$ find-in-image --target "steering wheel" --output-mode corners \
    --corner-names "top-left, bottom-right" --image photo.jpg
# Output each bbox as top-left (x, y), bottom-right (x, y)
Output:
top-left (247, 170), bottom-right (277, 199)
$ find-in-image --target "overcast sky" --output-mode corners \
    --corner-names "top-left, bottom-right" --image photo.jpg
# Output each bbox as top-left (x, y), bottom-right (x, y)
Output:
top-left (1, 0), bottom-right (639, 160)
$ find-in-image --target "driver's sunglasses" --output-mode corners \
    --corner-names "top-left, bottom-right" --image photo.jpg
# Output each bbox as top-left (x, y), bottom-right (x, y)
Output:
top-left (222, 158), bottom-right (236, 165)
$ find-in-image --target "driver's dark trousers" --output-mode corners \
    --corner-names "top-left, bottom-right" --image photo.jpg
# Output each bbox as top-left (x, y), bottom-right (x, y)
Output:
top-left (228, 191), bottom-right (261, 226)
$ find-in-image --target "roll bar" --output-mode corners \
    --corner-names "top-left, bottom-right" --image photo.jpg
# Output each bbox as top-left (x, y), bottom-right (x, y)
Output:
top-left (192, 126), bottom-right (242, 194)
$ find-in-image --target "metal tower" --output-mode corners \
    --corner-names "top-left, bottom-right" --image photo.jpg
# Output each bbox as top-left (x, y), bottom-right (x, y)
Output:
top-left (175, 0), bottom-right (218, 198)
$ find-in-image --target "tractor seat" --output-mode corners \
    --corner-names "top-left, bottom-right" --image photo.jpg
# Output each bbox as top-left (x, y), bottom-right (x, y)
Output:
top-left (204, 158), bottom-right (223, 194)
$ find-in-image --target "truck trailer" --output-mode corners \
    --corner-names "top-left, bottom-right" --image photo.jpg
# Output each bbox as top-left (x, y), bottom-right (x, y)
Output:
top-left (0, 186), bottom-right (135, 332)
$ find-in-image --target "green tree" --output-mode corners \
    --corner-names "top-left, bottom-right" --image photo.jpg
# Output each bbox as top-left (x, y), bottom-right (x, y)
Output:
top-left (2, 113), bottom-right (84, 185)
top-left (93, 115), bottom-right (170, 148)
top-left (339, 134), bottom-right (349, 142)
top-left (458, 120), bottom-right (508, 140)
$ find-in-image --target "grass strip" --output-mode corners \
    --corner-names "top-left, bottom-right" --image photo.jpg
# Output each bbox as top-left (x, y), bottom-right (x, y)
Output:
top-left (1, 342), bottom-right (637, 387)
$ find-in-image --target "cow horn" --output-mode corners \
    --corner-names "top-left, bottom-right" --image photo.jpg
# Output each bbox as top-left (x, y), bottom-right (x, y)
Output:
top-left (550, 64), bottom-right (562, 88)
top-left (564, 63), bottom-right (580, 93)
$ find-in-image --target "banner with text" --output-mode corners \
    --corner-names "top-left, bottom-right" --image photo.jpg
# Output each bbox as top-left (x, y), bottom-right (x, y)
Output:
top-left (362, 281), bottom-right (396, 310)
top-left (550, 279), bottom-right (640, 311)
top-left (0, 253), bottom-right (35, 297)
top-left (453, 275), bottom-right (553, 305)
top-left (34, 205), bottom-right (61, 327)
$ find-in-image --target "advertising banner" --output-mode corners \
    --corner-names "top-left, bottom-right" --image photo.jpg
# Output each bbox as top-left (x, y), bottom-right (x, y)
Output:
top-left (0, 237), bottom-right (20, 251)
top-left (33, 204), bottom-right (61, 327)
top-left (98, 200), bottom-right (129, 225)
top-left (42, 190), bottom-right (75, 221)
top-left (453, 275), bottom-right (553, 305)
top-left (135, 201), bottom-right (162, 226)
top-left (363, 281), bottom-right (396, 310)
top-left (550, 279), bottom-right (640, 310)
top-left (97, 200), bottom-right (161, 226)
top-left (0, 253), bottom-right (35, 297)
+ + + + + + +
Show all lines from the records above where the word "driver" occurs.

- _RESPONSE BOX_
$ find-in-image --target "driver's sunglasses" --output-mode corners \
$ find-in-image --target "driver's dark trousers" --output-mode corners \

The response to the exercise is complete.